- _What the exercise asks_
Reproduce, with no edits, the line that contains "passenger inside bus" and all the lines that follow it, ending with the last line of the records.

- _Saved data entries_

····················

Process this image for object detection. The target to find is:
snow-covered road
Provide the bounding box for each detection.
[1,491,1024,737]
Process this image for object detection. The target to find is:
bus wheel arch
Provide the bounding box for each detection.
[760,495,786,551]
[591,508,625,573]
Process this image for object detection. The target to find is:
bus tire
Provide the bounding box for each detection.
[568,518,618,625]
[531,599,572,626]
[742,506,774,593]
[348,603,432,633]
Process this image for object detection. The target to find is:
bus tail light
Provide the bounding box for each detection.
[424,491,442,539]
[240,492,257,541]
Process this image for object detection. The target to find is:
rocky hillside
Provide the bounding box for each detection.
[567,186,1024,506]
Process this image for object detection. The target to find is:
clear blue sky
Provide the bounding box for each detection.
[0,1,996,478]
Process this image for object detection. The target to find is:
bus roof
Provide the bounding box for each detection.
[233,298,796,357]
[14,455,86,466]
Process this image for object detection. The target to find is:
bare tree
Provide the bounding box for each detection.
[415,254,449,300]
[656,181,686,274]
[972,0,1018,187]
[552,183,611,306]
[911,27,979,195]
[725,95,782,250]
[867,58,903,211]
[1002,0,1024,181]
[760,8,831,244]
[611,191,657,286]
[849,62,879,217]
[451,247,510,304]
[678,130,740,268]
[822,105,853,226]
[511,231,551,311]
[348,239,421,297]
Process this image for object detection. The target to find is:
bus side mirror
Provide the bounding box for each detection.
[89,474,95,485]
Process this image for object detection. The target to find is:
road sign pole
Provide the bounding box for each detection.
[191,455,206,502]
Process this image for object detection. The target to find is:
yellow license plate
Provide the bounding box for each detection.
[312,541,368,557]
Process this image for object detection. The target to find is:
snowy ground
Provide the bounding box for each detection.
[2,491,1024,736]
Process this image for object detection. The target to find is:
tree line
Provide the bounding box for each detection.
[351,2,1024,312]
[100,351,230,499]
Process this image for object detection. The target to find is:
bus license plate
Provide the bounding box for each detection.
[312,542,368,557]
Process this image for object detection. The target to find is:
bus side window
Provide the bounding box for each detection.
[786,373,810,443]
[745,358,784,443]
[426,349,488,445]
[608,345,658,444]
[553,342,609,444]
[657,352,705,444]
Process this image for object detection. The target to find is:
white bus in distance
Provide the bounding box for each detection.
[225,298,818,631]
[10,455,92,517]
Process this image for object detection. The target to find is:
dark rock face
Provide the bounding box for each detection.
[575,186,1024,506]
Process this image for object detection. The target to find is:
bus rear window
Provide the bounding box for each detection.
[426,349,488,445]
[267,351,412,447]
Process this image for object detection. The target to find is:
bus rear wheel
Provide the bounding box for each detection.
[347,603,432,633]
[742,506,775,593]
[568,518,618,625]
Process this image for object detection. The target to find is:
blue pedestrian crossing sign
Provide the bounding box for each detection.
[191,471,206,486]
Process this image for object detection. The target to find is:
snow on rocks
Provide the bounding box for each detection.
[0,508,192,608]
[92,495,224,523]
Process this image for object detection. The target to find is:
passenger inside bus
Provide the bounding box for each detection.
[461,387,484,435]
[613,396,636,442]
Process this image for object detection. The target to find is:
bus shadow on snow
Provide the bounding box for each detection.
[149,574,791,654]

····················

- _Response to this task_
passenger inside bus
Provide the bounding box for each detection.
[461,387,484,435]
[613,396,636,442]
Process this image for object detection. The target to find is:
bus shadow on snow
Provide the bounding box for each detection.
[149,574,791,654]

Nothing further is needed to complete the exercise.